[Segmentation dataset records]
▬▬▬▬▬▬▬▬▬▬

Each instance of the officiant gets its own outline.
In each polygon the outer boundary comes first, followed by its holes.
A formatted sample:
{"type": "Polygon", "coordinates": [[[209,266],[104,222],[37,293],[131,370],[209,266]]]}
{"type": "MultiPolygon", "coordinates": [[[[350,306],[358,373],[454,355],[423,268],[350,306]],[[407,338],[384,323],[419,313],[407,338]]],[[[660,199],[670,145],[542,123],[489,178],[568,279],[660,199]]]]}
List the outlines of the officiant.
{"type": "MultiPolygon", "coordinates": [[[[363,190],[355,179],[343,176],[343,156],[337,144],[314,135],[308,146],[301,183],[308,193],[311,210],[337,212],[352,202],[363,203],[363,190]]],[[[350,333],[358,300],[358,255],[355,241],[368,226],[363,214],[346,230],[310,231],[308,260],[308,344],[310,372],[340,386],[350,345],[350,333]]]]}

▬▬▬▬▬▬▬▬▬▬

- [Description of the task]
Rewrite the lines of every item above, changing "officiant" to "bride" and leaving everything else as it is.

- [Solution]
Each instance of the bride gets its own outline.
In each polygon the outer boundary comes first, followed by its holes.
A formatted sample:
{"type": "Polygon", "coordinates": [[[209,266],[104,222],[37,293],[131,370],[209,266]]]}
{"type": "MultiPolygon", "coordinates": [[[[350,306],[358,373],[454,355],[423,268],[350,306]],[[407,338],[384,323],[419,313],[407,338]]],[[[660,199],[670,145],[542,123],[489,178],[568,279],[660,199]]]]}
List the outlines of the bride.
{"type": "MultiPolygon", "coordinates": [[[[363,190],[355,179],[343,176],[343,156],[337,144],[314,135],[308,146],[301,183],[308,193],[311,210],[337,212],[352,202],[363,203],[363,190]]],[[[350,333],[358,300],[358,255],[355,241],[368,226],[363,214],[346,230],[310,231],[308,260],[308,344],[310,372],[340,386],[350,345],[350,333]]]]}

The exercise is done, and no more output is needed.